* **Task description**
Where an image occurs, skip it and print the rest of the records verbatim.

(Source data)
╭──

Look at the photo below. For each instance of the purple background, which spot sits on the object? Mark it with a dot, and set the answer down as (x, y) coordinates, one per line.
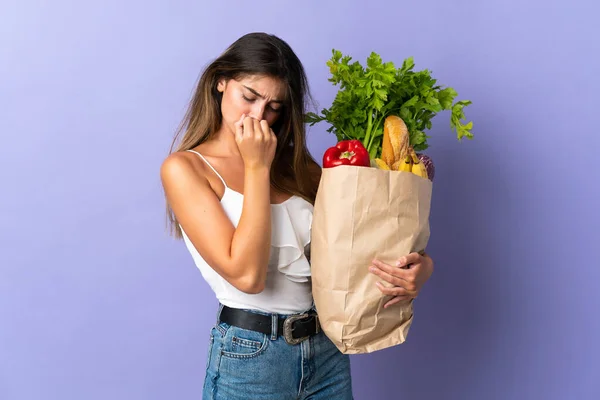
(97, 302)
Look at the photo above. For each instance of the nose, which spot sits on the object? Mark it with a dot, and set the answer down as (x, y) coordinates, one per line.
(258, 111)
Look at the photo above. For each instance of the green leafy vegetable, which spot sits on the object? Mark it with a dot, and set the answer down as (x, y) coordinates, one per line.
(366, 96)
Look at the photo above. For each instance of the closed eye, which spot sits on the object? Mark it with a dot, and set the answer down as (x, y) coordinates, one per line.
(249, 100)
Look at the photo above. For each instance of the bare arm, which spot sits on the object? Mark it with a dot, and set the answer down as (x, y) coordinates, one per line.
(240, 255)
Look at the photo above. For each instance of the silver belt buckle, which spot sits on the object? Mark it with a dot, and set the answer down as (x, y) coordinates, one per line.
(287, 328)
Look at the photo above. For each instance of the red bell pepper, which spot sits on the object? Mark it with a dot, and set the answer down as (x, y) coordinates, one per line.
(347, 152)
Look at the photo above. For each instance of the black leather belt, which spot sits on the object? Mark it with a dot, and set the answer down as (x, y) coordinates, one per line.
(294, 328)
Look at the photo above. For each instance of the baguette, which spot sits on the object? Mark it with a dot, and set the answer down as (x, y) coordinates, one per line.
(395, 140)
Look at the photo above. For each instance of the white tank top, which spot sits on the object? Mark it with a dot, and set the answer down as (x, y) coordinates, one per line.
(288, 287)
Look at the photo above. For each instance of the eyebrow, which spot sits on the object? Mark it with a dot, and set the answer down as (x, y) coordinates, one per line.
(260, 95)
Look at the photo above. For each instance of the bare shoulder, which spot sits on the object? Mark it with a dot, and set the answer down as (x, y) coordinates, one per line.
(181, 171)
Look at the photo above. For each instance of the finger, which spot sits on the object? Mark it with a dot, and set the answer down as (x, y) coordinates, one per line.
(396, 300)
(257, 130)
(264, 126)
(386, 275)
(239, 127)
(395, 291)
(393, 271)
(248, 127)
(409, 259)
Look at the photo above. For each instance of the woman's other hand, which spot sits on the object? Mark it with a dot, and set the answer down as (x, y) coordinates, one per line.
(407, 276)
(257, 142)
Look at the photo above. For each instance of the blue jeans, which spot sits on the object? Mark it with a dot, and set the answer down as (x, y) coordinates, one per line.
(248, 365)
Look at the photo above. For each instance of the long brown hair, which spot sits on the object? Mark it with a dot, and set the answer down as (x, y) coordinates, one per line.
(293, 170)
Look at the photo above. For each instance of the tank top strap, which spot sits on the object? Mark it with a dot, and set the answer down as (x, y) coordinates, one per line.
(211, 167)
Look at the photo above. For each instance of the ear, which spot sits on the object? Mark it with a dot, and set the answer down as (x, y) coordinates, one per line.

╰──

* **Answer to this exercise**
Look at the photo below. For each instance of the purple background, which spot sits on the object? Mark it with a dot, and set the answer down as (x, y) coordinates, one per line.
(97, 302)
Look at the photo above. For each instance of the nose, which spot sits on the object? Mark it with a dot, and set the answer down as (x, y) coordinates, one per line.
(258, 111)
Look at the photo above. For each instance of the green leafy vegetable, which spot sits on the object? Mark it with a dot, and set the answer down as (x, y) coordinates, one per line.
(366, 96)
Look at the photo above. For each instance of the closed eye, which spot sits on the object? Mark it with a dot, and set the answer down as (x, y) coordinates, one per line.
(249, 100)
Look at the photo above. For each instance of the bare arm, which spot sits on the object? Mark it with a dot, and set the answer down as (x, y) coordinates, one per line.
(240, 255)
Look at the photo above. For each instance of the silver belt buckle, which spot sits on the object? Mark it with a dot, and set the answer down as (x, y) coordinates, one per line.
(287, 328)
Look at the photo above. For each instance of the red bell pepper, which spot sits on the object? Mark it with a dot, and set the answer down as (x, y) coordinates, one per line.
(347, 152)
Look at the photo above. For each instance of the black leather belt, which spot sits on the object? Mark it with a dot, and set the answer down as (x, y) coordinates, one per line.
(294, 328)
Look at the photo above. For each instance of the baguette, which spot sits on the object? Mark it with a dot, and set the answer down as (x, y) coordinates, one per line.
(395, 140)
Look at the photo above. For each instance of the white tank top, which spot sits on the object? Mark it with a dot, and set the answer down as (x, y) coordinates, one per line.
(288, 287)
Look at the photo above. For each instance of the eyebrow, which spot sits on the object? Mark it with a dot, and set the answer down as (x, y) coordinates, one per line.
(260, 95)
Look at the photo above. For each instance of the bare shoulder, which spot sits on the object? Mark it with a dot, and set the answer down as (x, y) coordinates, one per line.
(181, 171)
Look at the photo above. For each instance of the finger, which spot sits on the object? Mark it with a dot, and set the answer down as (x, y) coordinates, one per line.
(396, 300)
(257, 130)
(264, 126)
(386, 275)
(239, 127)
(395, 291)
(393, 271)
(248, 127)
(409, 259)
Look at the photo above. For each instance of the woman's other hand, which spot sits on the object? Mark it with a dot, and set the answer down as (x, y) coordinates, one per line.
(407, 276)
(257, 142)
Look at the photo above. For each instance of the blue jeans, which spot sits on the object? Mark it with a dot, and set the answer down as (x, y) coordinates, one per line.
(248, 365)
Look at the photo above. For each instance of the long brown hair, which spot sits on the object? Mark it with a dot, and set the answer down as (x, y) coordinates, one per line.
(293, 170)
Look at the photo above. For each instance of the tank top strap, which spot sits on the object? Mark it with a dot, and set the answer down as (x, y) coordinates, one per line.
(211, 167)
Look at the photo above. For each instance of the ear, which spot sits on the object? Mark it with a dot, and set the answer down as (x, y) coordinates, one per line.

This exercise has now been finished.